[Stated goal a]
List every command typed at the "user@server:~$" prompt in the Graphite database setup text.

★ ★ ★ ★ ★ ★ ★

By default Graphite Web stores its data in SQLight database. For purpose of production, we will set PostgreSQL database and Graphite user:

user@server:~$ sudo service postgresql start
 * Starting PostgreSQL 9.1 database server                                      [ OK ]

user@server:~$ sudo -u postgres createuser graphite
Shall the new role be a superuser? (y/n) n
Shall the new role be allowed to create databases? (y/n) y
Shall the new role be allowed to create more new roles? (y/n) n

user@server:~$ sudo -u postgres createdb -O graphite graphite
user@server:~$ sudo -u postgres psql -d template1
psql (9.1.11)
Type "help" for help.
template1=# ALTER USER graphite WITH PASSWORD '<my-password>';
ALTER ROLE
template1=# ALTER USER postgres WITH PASSWORD '<my-password>';
ALTER ROLE
template1-# \q
user@server:~$

Now we can configure the Django settings where we have to specify two things: a basic storage back-end (database engine) for saving users and dashboards created directly in the app, and a Carbon-Cache instance CARBONLINK_HOSTS that it will query for data. And it’s all defined in the local_settings.py config file:

...

★ ★ ★ ★ ★ ★ ★

[Stated goal b]
In the records, take the lines from the one containing "Should you be willing to segment every instance of the gray" through the last line of the records, and format them as a numbered list without any blank lines.

Dataset items:
★ ★ ★ ★ ★ ★ ★

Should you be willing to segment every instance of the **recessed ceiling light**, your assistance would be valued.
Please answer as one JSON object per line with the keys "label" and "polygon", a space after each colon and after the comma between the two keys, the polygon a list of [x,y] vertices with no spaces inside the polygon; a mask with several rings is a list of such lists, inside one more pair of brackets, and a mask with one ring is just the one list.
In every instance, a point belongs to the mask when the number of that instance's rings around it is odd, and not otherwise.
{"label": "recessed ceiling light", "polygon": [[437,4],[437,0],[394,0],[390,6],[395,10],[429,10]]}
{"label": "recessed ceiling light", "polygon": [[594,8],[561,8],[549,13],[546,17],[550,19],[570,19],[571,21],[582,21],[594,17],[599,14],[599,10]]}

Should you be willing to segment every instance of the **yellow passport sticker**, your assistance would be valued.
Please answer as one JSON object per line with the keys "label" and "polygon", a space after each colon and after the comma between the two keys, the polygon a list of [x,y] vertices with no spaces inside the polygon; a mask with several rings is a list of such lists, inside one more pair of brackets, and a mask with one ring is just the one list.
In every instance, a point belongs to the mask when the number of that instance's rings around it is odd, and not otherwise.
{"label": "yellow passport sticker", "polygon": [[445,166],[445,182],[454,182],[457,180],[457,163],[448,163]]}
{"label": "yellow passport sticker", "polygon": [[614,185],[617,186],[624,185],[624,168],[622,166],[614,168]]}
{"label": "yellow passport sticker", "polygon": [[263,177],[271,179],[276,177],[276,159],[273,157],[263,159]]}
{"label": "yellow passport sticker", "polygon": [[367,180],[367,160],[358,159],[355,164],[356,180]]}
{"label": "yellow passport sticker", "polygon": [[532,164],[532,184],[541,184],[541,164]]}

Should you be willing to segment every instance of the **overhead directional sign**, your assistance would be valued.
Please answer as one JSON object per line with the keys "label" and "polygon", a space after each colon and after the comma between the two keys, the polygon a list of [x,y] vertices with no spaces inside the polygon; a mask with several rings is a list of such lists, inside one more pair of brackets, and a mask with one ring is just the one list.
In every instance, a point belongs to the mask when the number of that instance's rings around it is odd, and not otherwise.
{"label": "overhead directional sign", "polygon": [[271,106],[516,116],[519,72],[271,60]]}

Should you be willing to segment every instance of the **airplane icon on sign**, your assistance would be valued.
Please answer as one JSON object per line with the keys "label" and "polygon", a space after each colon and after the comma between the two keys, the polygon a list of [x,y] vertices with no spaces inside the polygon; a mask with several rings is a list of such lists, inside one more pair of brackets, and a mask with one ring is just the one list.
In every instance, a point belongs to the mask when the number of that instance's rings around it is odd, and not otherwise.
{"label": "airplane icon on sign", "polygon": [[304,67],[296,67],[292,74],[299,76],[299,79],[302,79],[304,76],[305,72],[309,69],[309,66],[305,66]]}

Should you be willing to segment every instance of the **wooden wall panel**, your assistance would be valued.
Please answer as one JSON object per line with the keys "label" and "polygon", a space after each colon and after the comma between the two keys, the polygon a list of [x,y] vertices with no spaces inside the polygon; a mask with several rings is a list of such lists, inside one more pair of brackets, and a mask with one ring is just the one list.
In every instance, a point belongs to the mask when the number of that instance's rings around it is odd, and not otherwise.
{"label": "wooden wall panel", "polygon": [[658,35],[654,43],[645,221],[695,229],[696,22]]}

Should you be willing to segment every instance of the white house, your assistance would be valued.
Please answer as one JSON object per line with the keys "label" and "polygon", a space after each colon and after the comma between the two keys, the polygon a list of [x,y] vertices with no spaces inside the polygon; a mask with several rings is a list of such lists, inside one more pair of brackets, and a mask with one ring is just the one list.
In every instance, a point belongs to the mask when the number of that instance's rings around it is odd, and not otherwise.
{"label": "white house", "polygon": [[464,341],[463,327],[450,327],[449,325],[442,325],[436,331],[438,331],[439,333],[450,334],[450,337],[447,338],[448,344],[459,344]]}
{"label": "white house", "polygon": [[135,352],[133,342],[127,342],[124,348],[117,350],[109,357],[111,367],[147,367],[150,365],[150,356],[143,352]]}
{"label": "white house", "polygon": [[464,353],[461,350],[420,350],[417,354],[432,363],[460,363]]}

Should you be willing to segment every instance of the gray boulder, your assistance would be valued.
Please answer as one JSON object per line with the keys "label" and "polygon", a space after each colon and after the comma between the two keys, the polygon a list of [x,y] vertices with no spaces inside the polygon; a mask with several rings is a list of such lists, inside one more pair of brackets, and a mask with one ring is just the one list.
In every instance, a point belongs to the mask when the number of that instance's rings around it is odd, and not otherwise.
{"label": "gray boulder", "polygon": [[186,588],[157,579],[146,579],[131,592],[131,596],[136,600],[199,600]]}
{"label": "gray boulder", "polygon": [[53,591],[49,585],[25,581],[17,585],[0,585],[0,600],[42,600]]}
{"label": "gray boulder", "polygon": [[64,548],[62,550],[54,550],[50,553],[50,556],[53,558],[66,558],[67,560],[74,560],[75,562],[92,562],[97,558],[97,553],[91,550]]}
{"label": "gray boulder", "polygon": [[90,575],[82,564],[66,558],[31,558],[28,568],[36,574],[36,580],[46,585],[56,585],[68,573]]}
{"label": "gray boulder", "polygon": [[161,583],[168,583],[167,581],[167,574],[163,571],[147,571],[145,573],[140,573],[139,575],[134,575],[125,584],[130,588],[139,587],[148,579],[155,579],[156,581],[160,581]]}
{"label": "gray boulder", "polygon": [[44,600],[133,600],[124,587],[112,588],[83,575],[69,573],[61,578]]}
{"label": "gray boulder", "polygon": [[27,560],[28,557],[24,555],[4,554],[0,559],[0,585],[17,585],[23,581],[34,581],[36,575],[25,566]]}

★ ★ ★ ★ ★ ★ ★

[Expected answer a]
- sudo service postgresql start
- sudo -u postgres createuser graphite
- sudo -u postgres createdb -O graphite graphite
- sudo -u postgres psql -d template1

[Expected answer b]
1. Should you be willing to segment every instance of the gray boulder, your assistance would be valued.
2. Please answer as one JSON object per line with the keys "label" and "polygon", a space after each colon and after the comma between the two keys, the polygon a list of [x,y] vertices with no spaces inside the polygon; a mask with several rings is a list of such lists, inside one more pair of brackets, and a mask with one ring is just the one list.
3. In every instance, a point belongs to the mask when the number of that instance's rings around it is odd, and not otherwise.
4. {"label": "gray boulder", "polygon": [[186,588],[157,579],[146,579],[131,592],[131,596],[136,600],[199,600]]}
5. {"label": "gray boulder", "polygon": [[53,591],[49,585],[25,581],[17,585],[0,585],[0,600],[42,600]]}
6. {"label": "gray boulder", "polygon": [[64,548],[62,550],[54,550],[50,553],[50,556],[53,558],[66,558],[67,560],[74,560],[75,562],[92,562],[97,558],[97,553],[91,550]]}
7. {"label": "gray boulder", "polygon": [[90,575],[82,564],[66,558],[31,558],[28,568],[36,574],[36,580],[46,585],[56,585],[68,573]]}
8. {"label": "gray boulder", "polygon": [[161,583],[168,583],[167,581],[167,574],[163,571],[147,571],[145,573],[140,573],[139,575],[134,575],[125,584],[130,588],[139,587],[148,579],[155,579],[156,581],[160,581]]}
9. {"label": "gray boulder", "polygon": [[44,600],[133,600],[124,587],[112,588],[83,575],[69,573],[61,578]]}
10. {"label": "gray boulder", "polygon": [[27,560],[28,557],[24,555],[4,554],[0,559],[0,585],[17,585],[23,581],[34,581],[36,575],[25,566]]}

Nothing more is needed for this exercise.